> _Source material_:

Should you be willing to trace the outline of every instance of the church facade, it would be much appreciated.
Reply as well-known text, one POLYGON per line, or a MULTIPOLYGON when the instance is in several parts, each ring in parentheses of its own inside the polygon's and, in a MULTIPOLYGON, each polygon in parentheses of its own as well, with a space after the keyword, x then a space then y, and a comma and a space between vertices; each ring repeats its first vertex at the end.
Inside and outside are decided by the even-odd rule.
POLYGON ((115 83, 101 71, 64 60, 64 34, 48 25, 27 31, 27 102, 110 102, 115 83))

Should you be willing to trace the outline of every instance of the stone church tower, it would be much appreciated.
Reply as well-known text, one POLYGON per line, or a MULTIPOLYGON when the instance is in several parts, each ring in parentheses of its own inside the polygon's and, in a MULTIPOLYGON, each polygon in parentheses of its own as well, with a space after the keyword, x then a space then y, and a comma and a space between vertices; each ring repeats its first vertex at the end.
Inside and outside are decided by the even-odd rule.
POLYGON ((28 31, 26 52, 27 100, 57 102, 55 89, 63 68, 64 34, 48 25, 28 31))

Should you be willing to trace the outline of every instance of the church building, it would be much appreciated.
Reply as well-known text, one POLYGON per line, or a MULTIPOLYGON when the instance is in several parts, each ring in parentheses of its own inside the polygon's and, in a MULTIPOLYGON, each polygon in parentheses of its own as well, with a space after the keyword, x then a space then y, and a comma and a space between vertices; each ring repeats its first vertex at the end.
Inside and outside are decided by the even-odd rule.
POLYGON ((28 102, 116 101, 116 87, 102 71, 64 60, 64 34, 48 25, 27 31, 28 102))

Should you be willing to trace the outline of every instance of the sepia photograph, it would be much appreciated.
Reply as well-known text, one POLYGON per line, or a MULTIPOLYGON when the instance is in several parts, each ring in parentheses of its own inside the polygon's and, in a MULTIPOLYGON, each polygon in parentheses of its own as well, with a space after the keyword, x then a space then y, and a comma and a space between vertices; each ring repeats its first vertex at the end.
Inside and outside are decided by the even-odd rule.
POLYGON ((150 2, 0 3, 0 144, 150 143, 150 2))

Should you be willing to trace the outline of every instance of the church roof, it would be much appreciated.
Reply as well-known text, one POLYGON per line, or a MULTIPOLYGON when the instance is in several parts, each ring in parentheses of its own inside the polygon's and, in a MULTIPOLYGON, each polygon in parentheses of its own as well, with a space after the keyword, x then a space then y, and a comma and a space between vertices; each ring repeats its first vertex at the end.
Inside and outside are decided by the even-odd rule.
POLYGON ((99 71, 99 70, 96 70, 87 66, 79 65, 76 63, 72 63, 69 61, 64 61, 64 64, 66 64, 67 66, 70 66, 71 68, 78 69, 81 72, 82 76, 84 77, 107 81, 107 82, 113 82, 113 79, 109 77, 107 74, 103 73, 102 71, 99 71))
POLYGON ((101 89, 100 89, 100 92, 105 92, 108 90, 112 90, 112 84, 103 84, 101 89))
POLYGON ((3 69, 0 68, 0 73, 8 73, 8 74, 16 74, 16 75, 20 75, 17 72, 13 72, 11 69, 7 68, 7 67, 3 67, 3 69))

> _What to work on_:
Extract every line of the data above and reproduce each one unchanged.

> _Output for this task_:
Should you be willing to trace the outline of every instance of the church facade, it would be much appreciated.
Reply as well-known text, one POLYGON per line, or a MULTIPOLYGON when the instance is in several parts, each ring in parentheses of its own inside the polygon's and, in a MULTIPOLYGON, each polygon in parentheses of its own as well, with a space after the keyword, x then a space then y, and a comma and a space between vertices; each ring repeats its first vertex at the end.
Inside and outside are decided by the even-odd rule.
POLYGON ((115 83, 101 71, 64 60, 64 34, 48 25, 27 31, 27 102, 110 102, 115 83))

Should you be willing to trace the outline of every instance of the stone church tower, it would be much appreciated.
Reply as well-known text, one POLYGON per line, or a MULTIPOLYGON when the instance is in several parts, each ring in parentheses of its own inside the polygon's and, in a MULTIPOLYGON, each polygon in parentheses of its own as well, with a space after the keyword, x then a space then y, and a comma and a space between vertices; each ring repeats its first vertex at the end.
Inside and outside are decided by the even-odd rule.
POLYGON ((28 31, 26 52, 27 100, 57 102, 55 89, 63 68, 64 34, 48 25, 28 31))

Should you be willing to trace the outline of every instance of the church building, it would be much appreciated.
Reply as well-known text, one POLYGON per line, or a MULTIPOLYGON when the instance is in several parts, each ring in parentheses of its own inside the polygon's and, in a MULTIPOLYGON, each polygon in parentheses of its own as well, with a space after the keyword, x then a space then y, and a comma and a space between vertices; each ring repeats its first vertex at the end.
Inside and outside are decided by the even-odd rule.
POLYGON ((28 102, 116 101, 116 87, 102 71, 64 60, 64 34, 48 25, 27 31, 28 102))

Should you be willing to trace the outline of every instance of the sepia photograph, it would be much appreciated.
Reply as well-known text, one POLYGON per line, or a MULTIPOLYGON when the instance is in several parts, each ring in parentheses of its own inside the polygon's and, in a MULTIPOLYGON, each polygon in parentheses of its own as well, with a space after the keyword, x then a space then y, and a comma and a space between vertices; each ring repeats its first vertex at the end.
Inside and outside are decided by the even-odd rule.
POLYGON ((150 2, 0 3, 0 144, 150 143, 150 2))

Should you be willing to trace the outline of every instance of the church roof, it would be much appreciated.
Reply as well-known text, one POLYGON per line, or a MULTIPOLYGON when the instance is in several parts, each ring in parentheses of its own inside the polygon's and, in a MULTIPOLYGON, each polygon in parentheses of its own as well, with a space after the keyword, x then a space then y, and a comma and a space between vertices; each ring repeats its first vertex at the end.
Inside and outside are decided by the even-odd rule.
POLYGON ((99 71, 99 70, 96 70, 87 66, 79 65, 76 63, 72 63, 69 61, 64 61, 64 64, 66 64, 67 66, 70 66, 71 68, 78 69, 81 72, 82 76, 84 77, 107 81, 107 82, 113 82, 113 79, 109 77, 107 74, 103 73, 102 71, 99 71))
POLYGON ((101 89, 100 89, 100 92, 105 92, 108 90, 112 90, 112 84, 103 84, 101 89))
POLYGON ((3 69, 0 68, 0 73, 8 73, 8 74, 16 74, 16 75, 20 75, 17 72, 13 72, 11 69, 7 68, 7 67, 3 67, 3 69))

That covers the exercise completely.